──────── Records for this exercise

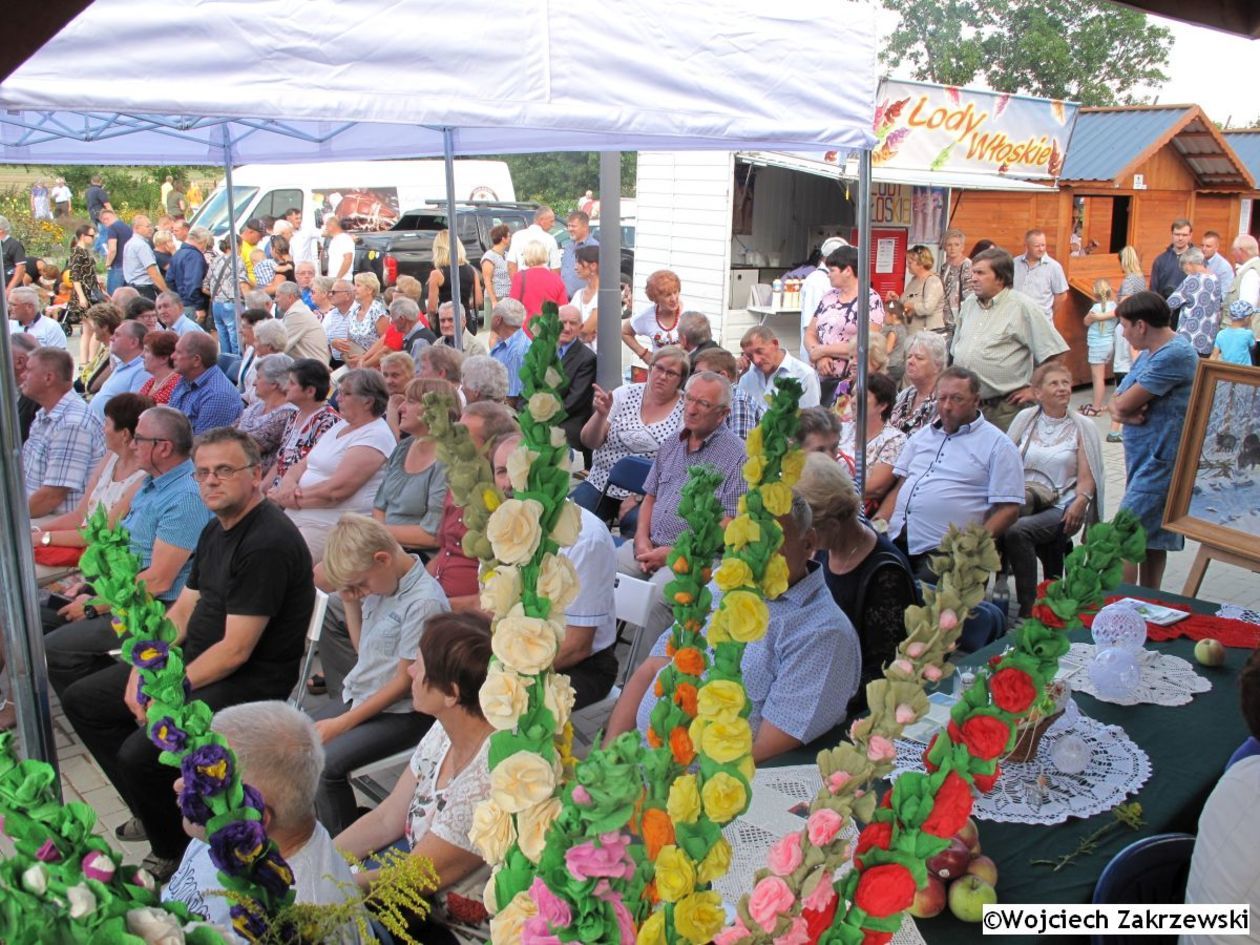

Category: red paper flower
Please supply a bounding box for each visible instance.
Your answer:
[922,771,971,837]
[853,863,917,919]
[989,667,1037,716]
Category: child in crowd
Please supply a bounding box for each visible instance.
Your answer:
[1081,278,1123,417]
[1212,299,1256,364]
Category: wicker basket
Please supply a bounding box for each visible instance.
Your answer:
[1007,709,1063,762]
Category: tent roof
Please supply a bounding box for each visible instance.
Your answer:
[0,0,877,164]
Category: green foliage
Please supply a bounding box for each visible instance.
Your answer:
[882,0,1172,106]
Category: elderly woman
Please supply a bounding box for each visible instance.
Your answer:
[334,614,494,941]
[572,345,690,520]
[1168,246,1221,358]
[270,368,397,564]
[793,452,919,712]
[372,378,460,552]
[262,358,341,489]
[621,270,683,363]
[886,246,945,336]
[236,354,297,470]
[1002,362,1105,617]
[888,331,946,436]
[137,331,179,404]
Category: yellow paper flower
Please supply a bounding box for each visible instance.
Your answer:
[761,552,788,600]
[490,751,556,814]
[721,591,770,643]
[517,798,561,863]
[479,663,529,731]
[696,679,747,721]
[713,556,752,591]
[537,554,580,617]
[761,483,791,518]
[665,775,701,824]
[490,617,564,675]
[696,837,731,883]
[701,717,752,765]
[701,771,748,824]
[485,499,543,564]
[469,800,517,863]
[656,843,696,902]
[674,891,726,945]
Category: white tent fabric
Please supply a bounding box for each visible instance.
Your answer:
[0,0,877,164]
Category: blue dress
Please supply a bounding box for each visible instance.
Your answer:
[1116,335,1200,551]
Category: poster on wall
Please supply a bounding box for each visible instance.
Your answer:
[871,79,1077,179]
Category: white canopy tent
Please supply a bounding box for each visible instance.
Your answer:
[0,0,877,761]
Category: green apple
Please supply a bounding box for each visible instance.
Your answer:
[949,873,998,922]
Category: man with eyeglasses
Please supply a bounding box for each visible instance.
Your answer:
[617,370,748,640]
[58,425,315,881]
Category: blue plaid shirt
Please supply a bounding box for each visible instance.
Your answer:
[122,460,210,601]
[170,364,243,436]
[21,391,105,515]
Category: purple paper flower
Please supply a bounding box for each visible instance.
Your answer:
[210,820,267,876]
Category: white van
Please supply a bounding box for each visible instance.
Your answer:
[192,160,517,237]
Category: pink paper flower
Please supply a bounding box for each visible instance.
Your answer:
[805,808,844,847]
[748,876,796,932]
[766,833,805,876]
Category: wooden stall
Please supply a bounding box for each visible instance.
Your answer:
[950,105,1256,384]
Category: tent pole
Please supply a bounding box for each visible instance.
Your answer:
[221,122,244,347]
[595,151,624,391]
[851,149,871,496]
[0,238,60,782]
[443,129,463,352]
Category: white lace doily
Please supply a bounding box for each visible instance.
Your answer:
[892,703,1150,824]
[713,765,926,945]
[1063,643,1212,706]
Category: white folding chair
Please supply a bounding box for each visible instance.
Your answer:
[289,587,328,708]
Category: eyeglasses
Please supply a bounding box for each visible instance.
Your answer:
[189,462,257,483]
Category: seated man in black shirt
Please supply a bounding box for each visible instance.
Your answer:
[62,427,315,881]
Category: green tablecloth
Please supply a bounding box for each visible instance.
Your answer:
[772,587,1250,945]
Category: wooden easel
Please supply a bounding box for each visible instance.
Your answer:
[1182,543,1260,597]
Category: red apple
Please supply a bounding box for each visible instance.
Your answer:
[927,839,971,879]
[910,873,946,919]
[966,857,998,888]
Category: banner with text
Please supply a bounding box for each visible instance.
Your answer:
[872,79,1077,178]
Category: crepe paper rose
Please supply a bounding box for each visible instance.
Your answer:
[766,833,805,876]
[853,863,919,919]
[722,591,770,643]
[490,612,563,675]
[552,499,582,548]
[748,876,796,932]
[485,499,543,564]
[665,775,701,824]
[674,891,726,945]
[696,837,731,883]
[805,808,844,847]
[701,717,752,765]
[481,564,520,617]
[517,798,561,863]
[656,844,696,902]
[989,667,1037,716]
[537,554,578,615]
[490,751,556,814]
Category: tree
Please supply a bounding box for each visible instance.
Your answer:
[883,0,1172,105]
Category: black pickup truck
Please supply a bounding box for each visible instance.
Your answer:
[354,202,536,292]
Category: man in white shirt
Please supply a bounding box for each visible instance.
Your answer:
[1014,229,1067,324]
[324,215,354,278]
[740,325,820,407]
[508,205,561,276]
[161,701,358,944]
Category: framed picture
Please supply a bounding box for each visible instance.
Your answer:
[1164,360,1260,561]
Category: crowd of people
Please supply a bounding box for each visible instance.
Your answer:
[0,192,1260,941]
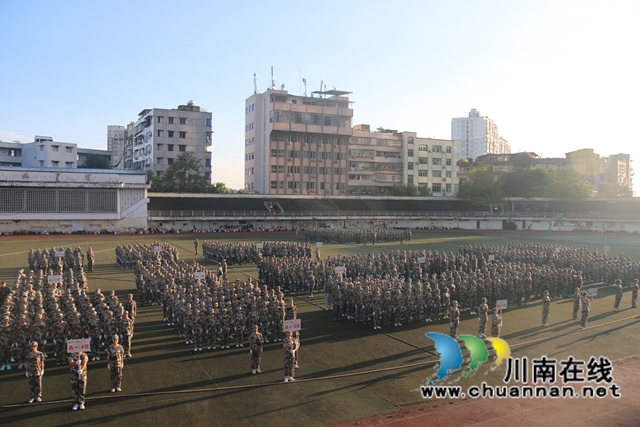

────────────────

Work to be completed
Copy out again everything in the listing from the line containing "Category: wicker basket" down to the line containing "[882,0,1172,106]", both of those lines included.

Task answer
Category: wicker basket
Please supply a bounding box for each visible instance.
Your answer:
[1007,709,1063,762]
Category: tent roof
Please supply a bounding box for each visible instance.
Your answer:
[0,0,877,164]
Category: green foliage
Please supply a bounding box for each visible instance.
Your answer:
[882,0,1172,106]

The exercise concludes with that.